→ **What is expected**: A verbatim restatement of the data, free of pictures, is what you should output.

---------------

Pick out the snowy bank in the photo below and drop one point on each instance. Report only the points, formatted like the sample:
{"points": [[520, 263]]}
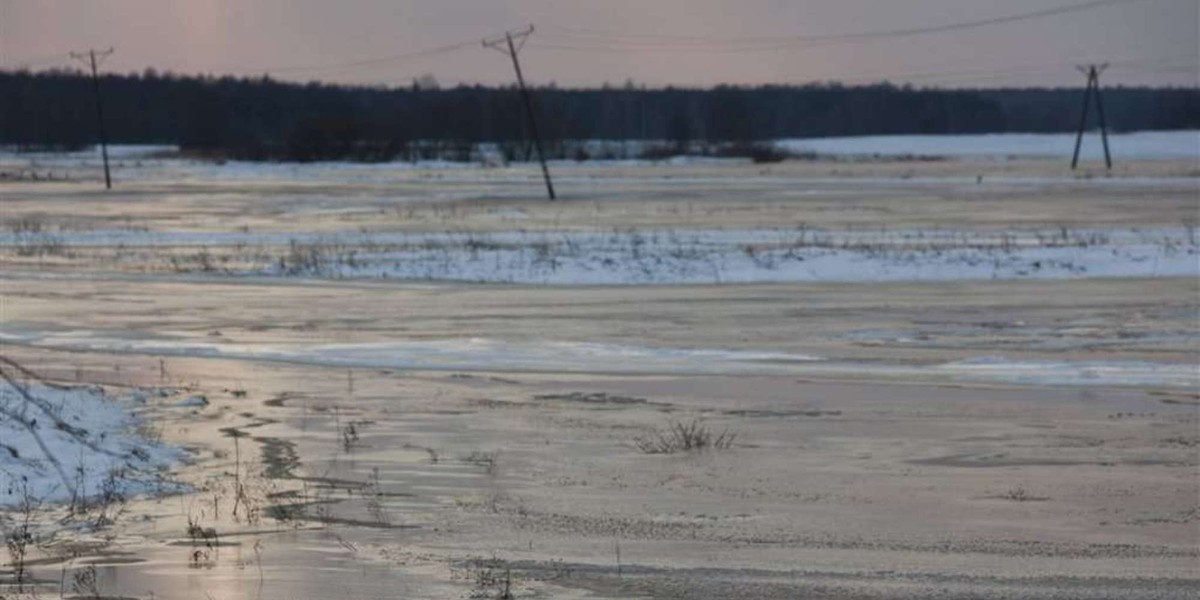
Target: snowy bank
{"points": [[73, 444], [640, 257]]}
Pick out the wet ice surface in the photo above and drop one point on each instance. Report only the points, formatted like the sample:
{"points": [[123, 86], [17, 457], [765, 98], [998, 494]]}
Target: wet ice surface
{"points": [[498, 420]]}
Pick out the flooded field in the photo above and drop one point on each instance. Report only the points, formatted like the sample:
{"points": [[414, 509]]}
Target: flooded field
{"points": [[966, 378]]}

---------------

→ **Exercise result**:
Pick out the snowy bank in the photo below and drop one point on each instance. Report only the points, formatted like the sample:
{"points": [[520, 263]]}
Target: snowy bank
{"points": [[73, 444], [640, 257]]}
Pick out the wet ice surface in the photo above and drop one point on each instance. Report only the points, formatted like the sample:
{"points": [[123, 86], [17, 457], [765, 98], [998, 494]]}
Target: wet ice surface
{"points": [[498, 420]]}
Pick out the flooded field in the photo above and drop one point on each instance. Report only the points, formatted like the sample:
{"points": [[414, 509]]}
Target: flooded field
{"points": [[966, 378]]}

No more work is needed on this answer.